> [Set task]
Print the stretch of lines from the one containing "# trace the outline of every instance of the ear" through the one containing "214 118 L 209", reproducing them without change.

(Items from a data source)

+ + +

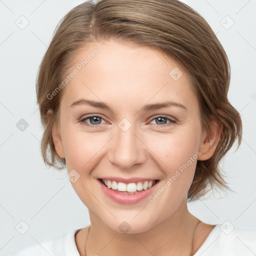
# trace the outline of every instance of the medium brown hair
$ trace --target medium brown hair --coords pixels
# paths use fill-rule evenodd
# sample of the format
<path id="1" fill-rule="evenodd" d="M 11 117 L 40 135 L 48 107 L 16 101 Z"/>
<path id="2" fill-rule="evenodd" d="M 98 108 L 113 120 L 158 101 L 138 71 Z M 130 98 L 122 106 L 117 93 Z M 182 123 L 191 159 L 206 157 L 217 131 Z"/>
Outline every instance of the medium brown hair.
<path id="1" fill-rule="evenodd" d="M 213 156 L 197 162 L 188 201 L 200 198 L 216 186 L 230 189 L 218 166 L 236 138 L 238 147 L 240 144 L 242 124 L 227 98 L 229 62 L 205 20 L 178 0 L 90 0 L 75 7 L 60 20 L 41 62 L 36 82 L 44 128 L 41 153 L 46 165 L 59 170 L 66 167 L 65 158 L 57 154 L 52 136 L 54 124 L 58 124 L 64 88 L 52 98 L 48 96 L 66 76 L 76 52 L 88 44 L 110 39 L 150 46 L 176 60 L 186 71 L 196 94 L 202 129 L 208 132 L 213 120 L 222 124 Z"/>

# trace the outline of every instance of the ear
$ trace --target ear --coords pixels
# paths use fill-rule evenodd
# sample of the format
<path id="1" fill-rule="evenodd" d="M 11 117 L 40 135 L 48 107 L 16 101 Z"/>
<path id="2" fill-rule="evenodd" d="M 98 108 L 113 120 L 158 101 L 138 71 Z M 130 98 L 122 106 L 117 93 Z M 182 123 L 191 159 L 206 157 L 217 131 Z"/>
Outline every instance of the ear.
<path id="1" fill-rule="evenodd" d="M 54 112 L 52 110 L 48 110 L 47 112 L 47 116 L 53 118 Z M 62 142 L 62 136 L 60 135 L 60 129 L 58 126 L 54 124 L 52 130 L 52 140 L 55 146 L 55 150 L 58 156 L 62 158 L 65 158 L 64 148 Z"/>
<path id="2" fill-rule="evenodd" d="M 214 118 L 209 127 L 209 132 L 205 132 L 202 136 L 198 160 L 204 160 L 209 159 L 214 154 L 220 140 L 222 130 L 222 122 Z"/>

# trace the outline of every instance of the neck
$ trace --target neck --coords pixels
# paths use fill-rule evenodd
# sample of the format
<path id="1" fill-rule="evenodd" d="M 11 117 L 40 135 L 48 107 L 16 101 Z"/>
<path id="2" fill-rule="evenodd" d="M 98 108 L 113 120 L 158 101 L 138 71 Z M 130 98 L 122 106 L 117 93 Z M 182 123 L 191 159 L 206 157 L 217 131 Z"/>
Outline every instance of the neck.
<path id="1" fill-rule="evenodd" d="M 106 226 L 89 212 L 91 226 L 86 244 L 86 254 L 102 256 L 122 254 L 193 255 L 196 250 L 193 238 L 198 220 L 191 214 L 182 202 L 170 218 L 148 230 L 122 234 Z M 82 255 L 84 255 L 84 253 Z"/>

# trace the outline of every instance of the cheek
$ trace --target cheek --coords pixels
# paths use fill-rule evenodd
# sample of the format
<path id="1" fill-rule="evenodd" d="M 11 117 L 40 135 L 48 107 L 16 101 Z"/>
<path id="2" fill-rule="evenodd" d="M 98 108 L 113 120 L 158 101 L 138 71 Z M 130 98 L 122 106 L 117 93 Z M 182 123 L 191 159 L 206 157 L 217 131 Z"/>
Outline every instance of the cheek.
<path id="1" fill-rule="evenodd" d="M 108 141 L 100 133 L 83 132 L 74 128 L 64 132 L 64 147 L 68 170 L 88 169 L 94 164 L 98 154 Z"/>

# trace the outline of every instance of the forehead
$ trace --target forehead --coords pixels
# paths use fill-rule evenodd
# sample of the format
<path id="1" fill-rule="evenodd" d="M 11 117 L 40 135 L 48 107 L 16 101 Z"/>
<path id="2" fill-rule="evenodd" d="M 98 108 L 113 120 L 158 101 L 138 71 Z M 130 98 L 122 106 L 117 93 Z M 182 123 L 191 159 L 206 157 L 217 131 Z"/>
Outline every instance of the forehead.
<path id="1" fill-rule="evenodd" d="M 66 105 L 84 97 L 122 106 L 168 100 L 188 108 L 197 104 L 182 68 L 148 46 L 96 42 L 80 48 L 72 62 L 68 74 L 76 74 L 62 98 Z"/>

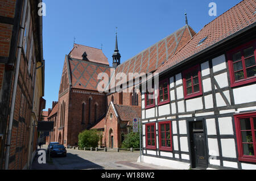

+ + +

> [Final result]
# trace the outline of every instance of the ear
$ trace --target ear --coords pixels
# paths use fill-rule evenodd
# sample of the format
<path id="1" fill-rule="evenodd" d="M 11 117 L 40 135 L 48 107 L 16 101 Z"/>
<path id="2" fill-rule="evenodd" d="M 98 108 L 113 120 L 158 101 L 138 71 Z M 130 98 L 122 106 L 117 93 Z M 182 123 L 191 159 L 206 157 L 217 131 Z"/>
Outline every instance of the ear.
<path id="1" fill-rule="evenodd" d="M 54 112 L 52 110 L 48 110 L 47 112 L 47 116 L 53 118 Z M 62 142 L 62 136 L 60 135 L 60 129 L 58 126 L 54 124 L 52 130 L 52 140 L 55 146 L 55 150 L 58 156 L 62 158 L 65 158 L 64 148 Z"/>
<path id="2" fill-rule="evenodd" d="M 214 118 L 209 127 L 209 132 L 205 132 L 202 136 L 198 160 L 204 160 L 209 159 L 214 154 L 220 140 L 222 130 L 222 122 Z"/>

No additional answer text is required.